- [Work task] Please reproduce the entries below exactly from the line holding "TARGET = young woman sitting on ground" through the last line, both included, and omit any pictures.

(Source data)
::::::::
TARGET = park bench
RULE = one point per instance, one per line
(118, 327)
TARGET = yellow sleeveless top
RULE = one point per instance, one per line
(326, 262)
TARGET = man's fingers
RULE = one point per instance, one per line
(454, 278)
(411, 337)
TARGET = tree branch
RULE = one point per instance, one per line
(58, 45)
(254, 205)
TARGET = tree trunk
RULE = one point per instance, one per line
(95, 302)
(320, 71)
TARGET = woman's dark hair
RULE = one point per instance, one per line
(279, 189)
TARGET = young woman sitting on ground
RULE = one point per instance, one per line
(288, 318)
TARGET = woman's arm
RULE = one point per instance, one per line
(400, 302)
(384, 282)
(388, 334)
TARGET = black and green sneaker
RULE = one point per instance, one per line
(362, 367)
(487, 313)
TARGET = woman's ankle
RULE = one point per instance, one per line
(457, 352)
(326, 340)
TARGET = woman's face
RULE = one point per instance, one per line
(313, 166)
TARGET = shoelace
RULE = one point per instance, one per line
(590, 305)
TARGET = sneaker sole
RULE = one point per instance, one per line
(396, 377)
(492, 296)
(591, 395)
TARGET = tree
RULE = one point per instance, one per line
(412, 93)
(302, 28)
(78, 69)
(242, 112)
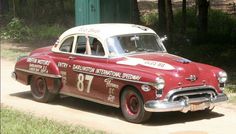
::::::::
- [Solution to this problem]
TARGET = young woman sitting on ground
RULE = one point per instance, one per line
(288, 318)
TARGET = woman's arm
RULE = one point per instance, one per line
(400, 302)
(384, 282)
(388, 334)
TARGET = black and green sneaker
RULE = one point per instance, one per line
(362, 367)
(487, 313)
TARGET = woman's ankle
RULE = one point per instance, one per line
(457, 352)
(326, 340)
TARGET = woman's face
RULE = one point per instance, one per line
(313, 166)
TARGET = shoelace
RULE = one point per instance, one per line
(590, 305)
TARGET = sneaker sole
RULE = one point per instance, one per line
(396, 377)
(492, 296)
(591, 395)
TARGET = tree
RULE = one point per instance, one per line
(412, 93)
(302, 28)
(78, 69)
(242, 112)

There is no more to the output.